__WHAT YOU HAVE TO DO__:
Reproduce the lines below word for word.

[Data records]
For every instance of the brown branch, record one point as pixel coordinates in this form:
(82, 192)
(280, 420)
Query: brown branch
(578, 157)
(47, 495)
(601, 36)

__RESPONSE TO THE EXERCISE__:
For every instance of the brown branch, record one point as pixel coordinates in this form:
(82, 192)
(280, 420)
Query: brown branch
(578, 157)
(47, 495)
(601, 36)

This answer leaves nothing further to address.